[begin DOCUMENT SECTION]

II. Basic Problems and Political Forces

A. Internal

5. Important factors evident in the Congo’s political, social, and economic life suggest that events are likely to continue in near chaotic fashion for a long time regardless of the outcome of the immediate struggle for political power. The country was grossly unprepared for independence. The Congolese people, largely illiterate and primitive, had no concept of national unity. Prior to independence there had been no long continued struggle for liberation, which might have produced a feeling of unity and brought forward strong national leaders. Thus the sudden grant of political independence to a weak Congo government was accompanied by terrorism and a resurgence of tribalism; nearly all the inexperienced and unstable political groupings that appeared on the scene were based on tribal associations and were concerned mainly with local interests. Although the tribes represent the only visible basis for an indigenous political organization, they offer little hope of coping with the Congo’s problems.

6. Political institutions such as the provisional constitution and parliament, hastily erected as independence loomed, proved unable to function when the administrative order imposed and operated by the Belgians dissolved. Thereafter the Congolese executive did not have at its disposal the normal instruments of power such as a loyal security force and an effective administrative organization. The almost total lack of trained Congolese makes a competent indigenous administration of the country out of the question for a long time to come.

7. The Congo National Army (CNA) is a scattered, disorganized, and undisciplined force, consisting of about 20,000 men of the former Force Publique. Tribal animosities or immediate needs, such as food and pay, often determine the direction of CNA loyalties and the course of the troops’ frequently capricious and disruptive actions. Nevertheless, the force remains a key factor in the situation, since nearly all important Congolese factions depend upon some army units for support. [Page 5] Most of Mobutu’s power stems from about 8,000 troops in the Léopoldville area, and from less dependable units in Equateur and Kasai Provinces. Mobutu also apparently draws some support from about half the 3,500 troops in Orientale Province; the remainder probably back the Stanleyville regime. About 3,000 troops in Kivu Province have generally supported the nearly autonomous provincial government, but have now yielded to pressures and blandishments from Stanleyville. Tshombé, in Katanga, relies on a Belgian-led force of 4,000, much of which has been recently recruited, and which is wholly independent of the Congo National Army.

[end DOCUMENT SECTION]
[begin DATA IN THIS EXERCISE]

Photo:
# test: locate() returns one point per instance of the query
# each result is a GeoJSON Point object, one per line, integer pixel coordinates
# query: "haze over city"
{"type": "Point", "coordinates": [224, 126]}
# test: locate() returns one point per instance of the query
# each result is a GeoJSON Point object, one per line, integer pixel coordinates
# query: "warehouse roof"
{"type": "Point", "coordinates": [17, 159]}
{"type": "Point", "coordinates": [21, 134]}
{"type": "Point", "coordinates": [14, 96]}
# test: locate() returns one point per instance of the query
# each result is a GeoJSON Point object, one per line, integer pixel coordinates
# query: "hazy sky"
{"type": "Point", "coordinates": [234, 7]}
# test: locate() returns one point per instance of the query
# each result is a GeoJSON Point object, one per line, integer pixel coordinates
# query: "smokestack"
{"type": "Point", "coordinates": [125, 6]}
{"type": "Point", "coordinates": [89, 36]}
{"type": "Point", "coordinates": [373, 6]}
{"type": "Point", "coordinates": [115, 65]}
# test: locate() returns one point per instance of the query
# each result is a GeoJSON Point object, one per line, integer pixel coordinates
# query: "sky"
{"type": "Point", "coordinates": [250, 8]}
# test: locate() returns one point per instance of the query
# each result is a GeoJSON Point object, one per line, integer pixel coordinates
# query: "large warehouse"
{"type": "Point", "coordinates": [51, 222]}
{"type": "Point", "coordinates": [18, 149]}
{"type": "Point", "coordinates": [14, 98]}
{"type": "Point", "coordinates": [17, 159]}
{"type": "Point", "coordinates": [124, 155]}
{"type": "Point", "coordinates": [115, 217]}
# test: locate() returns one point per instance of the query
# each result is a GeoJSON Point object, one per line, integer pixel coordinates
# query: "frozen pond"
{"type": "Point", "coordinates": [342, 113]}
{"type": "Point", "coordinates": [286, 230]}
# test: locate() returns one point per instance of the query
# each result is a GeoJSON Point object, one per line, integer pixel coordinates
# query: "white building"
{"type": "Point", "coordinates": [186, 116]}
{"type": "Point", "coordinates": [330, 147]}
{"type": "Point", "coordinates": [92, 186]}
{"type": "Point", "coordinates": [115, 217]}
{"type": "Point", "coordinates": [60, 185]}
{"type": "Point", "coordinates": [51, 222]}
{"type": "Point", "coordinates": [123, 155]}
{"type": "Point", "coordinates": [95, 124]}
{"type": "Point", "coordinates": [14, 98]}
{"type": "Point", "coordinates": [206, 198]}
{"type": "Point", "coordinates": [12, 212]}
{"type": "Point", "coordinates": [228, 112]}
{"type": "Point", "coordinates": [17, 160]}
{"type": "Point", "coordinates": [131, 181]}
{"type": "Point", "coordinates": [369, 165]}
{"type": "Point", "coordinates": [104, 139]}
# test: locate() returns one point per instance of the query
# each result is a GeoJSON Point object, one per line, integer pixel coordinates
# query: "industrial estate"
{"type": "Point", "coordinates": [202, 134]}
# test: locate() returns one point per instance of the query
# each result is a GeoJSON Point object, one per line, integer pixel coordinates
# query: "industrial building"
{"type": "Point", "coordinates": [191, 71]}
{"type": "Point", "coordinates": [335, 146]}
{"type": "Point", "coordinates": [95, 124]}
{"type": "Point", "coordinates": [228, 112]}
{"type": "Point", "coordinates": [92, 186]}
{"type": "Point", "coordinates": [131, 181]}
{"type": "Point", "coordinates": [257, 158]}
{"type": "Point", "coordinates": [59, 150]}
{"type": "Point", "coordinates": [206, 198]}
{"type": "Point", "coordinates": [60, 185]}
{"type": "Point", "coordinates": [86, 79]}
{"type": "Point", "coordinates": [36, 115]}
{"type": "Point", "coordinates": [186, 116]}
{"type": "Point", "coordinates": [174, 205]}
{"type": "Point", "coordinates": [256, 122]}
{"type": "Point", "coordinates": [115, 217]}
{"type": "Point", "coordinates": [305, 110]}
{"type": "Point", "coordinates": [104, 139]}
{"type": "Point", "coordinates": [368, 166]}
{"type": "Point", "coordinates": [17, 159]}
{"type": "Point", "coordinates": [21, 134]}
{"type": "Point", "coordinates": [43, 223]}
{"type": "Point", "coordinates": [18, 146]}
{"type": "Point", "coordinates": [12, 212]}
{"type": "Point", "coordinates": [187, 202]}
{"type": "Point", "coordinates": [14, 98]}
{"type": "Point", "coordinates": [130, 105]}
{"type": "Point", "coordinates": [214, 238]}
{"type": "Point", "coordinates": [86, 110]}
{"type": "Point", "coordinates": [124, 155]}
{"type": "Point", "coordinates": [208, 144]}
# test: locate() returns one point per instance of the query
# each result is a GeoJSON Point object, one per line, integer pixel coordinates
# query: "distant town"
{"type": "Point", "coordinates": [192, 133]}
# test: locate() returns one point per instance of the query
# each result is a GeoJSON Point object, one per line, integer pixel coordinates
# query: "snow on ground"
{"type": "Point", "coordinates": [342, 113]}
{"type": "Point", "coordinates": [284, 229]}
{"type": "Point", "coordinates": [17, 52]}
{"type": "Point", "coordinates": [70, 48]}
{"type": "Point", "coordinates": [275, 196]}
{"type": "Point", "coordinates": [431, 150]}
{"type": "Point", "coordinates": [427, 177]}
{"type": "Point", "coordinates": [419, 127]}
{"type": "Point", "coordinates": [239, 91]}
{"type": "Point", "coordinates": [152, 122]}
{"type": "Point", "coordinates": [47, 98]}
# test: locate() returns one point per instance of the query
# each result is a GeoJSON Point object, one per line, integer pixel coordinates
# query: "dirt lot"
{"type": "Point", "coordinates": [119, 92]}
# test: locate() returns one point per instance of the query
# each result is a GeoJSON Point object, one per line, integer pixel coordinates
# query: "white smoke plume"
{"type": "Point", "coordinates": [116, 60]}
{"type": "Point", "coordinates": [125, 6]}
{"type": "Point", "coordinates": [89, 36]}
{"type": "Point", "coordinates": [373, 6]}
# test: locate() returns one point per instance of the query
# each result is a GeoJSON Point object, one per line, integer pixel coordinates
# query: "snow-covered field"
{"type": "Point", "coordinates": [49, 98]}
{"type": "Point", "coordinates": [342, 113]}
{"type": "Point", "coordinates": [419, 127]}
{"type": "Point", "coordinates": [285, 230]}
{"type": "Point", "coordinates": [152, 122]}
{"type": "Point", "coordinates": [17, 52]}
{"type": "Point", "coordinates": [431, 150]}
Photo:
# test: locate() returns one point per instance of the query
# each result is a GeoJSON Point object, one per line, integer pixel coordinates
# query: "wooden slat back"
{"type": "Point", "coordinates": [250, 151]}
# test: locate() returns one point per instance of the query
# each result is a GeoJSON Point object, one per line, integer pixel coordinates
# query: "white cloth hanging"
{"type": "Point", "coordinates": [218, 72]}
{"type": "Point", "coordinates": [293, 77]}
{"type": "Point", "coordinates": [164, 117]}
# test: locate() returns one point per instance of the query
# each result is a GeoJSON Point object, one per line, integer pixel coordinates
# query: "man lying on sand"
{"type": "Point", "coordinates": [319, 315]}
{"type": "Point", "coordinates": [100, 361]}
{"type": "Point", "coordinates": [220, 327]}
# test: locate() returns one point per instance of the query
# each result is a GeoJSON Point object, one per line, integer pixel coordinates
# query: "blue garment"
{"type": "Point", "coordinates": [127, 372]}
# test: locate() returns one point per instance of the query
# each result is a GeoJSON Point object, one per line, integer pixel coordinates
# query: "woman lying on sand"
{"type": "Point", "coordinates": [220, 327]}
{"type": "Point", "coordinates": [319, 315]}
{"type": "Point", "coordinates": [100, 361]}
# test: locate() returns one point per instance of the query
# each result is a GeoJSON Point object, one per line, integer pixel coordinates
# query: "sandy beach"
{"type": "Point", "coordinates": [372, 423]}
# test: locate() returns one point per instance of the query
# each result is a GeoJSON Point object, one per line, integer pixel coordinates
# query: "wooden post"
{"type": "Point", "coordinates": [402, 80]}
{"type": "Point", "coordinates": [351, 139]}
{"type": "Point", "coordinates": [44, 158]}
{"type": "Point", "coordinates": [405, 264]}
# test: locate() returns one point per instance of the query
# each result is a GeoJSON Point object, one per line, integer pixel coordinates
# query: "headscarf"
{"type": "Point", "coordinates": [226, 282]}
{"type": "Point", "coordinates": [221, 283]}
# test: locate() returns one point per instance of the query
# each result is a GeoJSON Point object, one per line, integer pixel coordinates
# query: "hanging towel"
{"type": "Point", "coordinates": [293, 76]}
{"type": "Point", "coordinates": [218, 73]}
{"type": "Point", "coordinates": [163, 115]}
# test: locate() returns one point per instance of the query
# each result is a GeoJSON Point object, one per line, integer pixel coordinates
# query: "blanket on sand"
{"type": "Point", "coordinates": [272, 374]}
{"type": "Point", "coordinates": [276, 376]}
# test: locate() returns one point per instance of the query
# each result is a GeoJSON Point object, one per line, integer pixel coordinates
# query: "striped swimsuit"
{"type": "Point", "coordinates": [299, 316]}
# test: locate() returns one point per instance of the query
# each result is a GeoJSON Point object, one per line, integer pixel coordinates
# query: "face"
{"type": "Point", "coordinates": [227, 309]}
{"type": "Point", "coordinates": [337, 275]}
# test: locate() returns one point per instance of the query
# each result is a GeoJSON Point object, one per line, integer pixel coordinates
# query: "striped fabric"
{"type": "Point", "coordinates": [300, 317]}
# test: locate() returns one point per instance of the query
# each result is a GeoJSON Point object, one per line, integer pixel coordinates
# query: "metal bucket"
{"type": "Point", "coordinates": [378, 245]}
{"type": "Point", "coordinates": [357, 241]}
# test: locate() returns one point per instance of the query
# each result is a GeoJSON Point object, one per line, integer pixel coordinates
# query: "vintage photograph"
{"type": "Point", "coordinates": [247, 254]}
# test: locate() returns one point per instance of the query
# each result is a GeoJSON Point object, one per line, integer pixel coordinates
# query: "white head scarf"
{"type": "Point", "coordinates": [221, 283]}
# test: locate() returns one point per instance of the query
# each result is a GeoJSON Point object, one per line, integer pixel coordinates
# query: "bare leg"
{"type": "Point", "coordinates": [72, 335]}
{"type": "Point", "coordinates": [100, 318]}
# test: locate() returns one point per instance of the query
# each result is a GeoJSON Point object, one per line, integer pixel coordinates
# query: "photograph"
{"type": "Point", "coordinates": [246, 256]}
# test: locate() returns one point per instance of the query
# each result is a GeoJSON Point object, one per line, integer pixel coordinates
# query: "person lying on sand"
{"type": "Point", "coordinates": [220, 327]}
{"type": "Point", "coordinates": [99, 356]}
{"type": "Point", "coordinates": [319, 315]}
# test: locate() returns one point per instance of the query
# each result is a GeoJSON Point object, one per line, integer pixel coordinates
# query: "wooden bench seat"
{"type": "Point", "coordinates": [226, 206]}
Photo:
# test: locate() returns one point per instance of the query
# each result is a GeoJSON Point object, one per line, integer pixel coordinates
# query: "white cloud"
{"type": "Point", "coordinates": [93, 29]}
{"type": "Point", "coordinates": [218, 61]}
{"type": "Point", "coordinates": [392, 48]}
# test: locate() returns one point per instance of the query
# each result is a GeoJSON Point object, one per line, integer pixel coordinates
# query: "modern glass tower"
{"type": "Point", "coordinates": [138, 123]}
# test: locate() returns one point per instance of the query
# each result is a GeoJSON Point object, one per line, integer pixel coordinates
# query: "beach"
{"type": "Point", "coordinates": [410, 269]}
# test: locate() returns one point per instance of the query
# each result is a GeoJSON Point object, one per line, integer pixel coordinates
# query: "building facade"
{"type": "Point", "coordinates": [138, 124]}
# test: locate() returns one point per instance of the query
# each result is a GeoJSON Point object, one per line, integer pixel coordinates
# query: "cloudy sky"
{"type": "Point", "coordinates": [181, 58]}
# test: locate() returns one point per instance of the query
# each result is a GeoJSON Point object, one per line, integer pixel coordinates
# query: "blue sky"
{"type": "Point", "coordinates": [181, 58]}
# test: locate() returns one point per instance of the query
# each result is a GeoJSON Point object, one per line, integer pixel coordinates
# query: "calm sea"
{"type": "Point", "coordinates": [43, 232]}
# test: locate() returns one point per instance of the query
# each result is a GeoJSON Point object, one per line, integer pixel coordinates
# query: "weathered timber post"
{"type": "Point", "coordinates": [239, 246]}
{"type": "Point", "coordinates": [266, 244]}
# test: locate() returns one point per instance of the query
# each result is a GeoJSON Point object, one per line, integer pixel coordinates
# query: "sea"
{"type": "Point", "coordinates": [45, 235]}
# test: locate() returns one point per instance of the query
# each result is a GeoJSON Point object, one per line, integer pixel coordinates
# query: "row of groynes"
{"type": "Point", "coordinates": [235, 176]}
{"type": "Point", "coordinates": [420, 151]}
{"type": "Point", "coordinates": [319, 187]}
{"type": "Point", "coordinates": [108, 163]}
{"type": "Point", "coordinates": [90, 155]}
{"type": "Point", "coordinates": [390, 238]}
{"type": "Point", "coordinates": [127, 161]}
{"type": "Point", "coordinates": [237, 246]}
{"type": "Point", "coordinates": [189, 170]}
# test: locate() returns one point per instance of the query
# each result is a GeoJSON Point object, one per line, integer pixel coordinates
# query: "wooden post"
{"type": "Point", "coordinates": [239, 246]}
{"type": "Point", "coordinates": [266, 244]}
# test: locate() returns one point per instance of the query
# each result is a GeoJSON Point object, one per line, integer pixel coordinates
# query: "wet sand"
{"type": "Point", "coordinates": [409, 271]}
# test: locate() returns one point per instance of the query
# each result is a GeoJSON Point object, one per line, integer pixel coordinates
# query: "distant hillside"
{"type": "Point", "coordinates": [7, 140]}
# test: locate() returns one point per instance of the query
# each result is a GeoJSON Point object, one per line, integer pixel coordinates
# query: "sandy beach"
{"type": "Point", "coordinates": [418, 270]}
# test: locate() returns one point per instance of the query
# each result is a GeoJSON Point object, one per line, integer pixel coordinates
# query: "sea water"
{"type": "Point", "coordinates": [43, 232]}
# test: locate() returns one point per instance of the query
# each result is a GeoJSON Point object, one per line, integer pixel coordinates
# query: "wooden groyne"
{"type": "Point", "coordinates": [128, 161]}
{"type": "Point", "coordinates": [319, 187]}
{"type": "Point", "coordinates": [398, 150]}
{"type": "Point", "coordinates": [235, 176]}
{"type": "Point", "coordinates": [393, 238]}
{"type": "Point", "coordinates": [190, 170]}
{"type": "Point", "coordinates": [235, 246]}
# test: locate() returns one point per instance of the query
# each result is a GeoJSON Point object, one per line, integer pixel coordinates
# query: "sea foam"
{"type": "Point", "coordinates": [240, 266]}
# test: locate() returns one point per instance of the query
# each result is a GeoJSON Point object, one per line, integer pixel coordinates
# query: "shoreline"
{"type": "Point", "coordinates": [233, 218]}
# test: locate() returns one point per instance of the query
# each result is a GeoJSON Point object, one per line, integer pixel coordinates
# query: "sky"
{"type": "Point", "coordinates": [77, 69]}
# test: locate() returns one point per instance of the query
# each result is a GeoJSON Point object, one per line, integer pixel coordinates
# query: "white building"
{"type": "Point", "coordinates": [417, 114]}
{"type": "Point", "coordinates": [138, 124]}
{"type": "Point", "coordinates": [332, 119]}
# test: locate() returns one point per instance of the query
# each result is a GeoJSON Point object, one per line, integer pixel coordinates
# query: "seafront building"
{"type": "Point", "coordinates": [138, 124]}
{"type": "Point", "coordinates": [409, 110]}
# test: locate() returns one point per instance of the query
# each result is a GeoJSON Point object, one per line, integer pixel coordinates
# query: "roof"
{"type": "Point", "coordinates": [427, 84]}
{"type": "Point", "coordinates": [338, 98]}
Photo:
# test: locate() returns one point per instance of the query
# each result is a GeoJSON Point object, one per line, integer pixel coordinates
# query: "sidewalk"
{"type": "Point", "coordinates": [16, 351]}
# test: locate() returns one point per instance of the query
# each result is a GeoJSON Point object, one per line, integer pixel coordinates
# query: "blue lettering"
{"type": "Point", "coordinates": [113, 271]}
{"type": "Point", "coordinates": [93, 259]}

[end DATA IN THIS EXERCISE]

WORK TO COMPLETE
1/ Answer these from the Congo excerpt:
(a) Which two political institutions proved unable to function once the Belgian administrative order dissolved?
(b) About how many men make up the Congo National Army?
(c) How large is the force Tshombé relies on in Katanga?
2/ Count the lines of the entries that contain the string "warehouse", treating case as significant, and give only the number.
The Congo excerpt and the entries are unrelated and come from separate sources.

SOLVED PROBLEMS
1/
(a) The provisional constitution and parliament.
(b) About 20,000 men of the former Force Publique.
(c) A Belgian-led force of 4,000.

2/ 2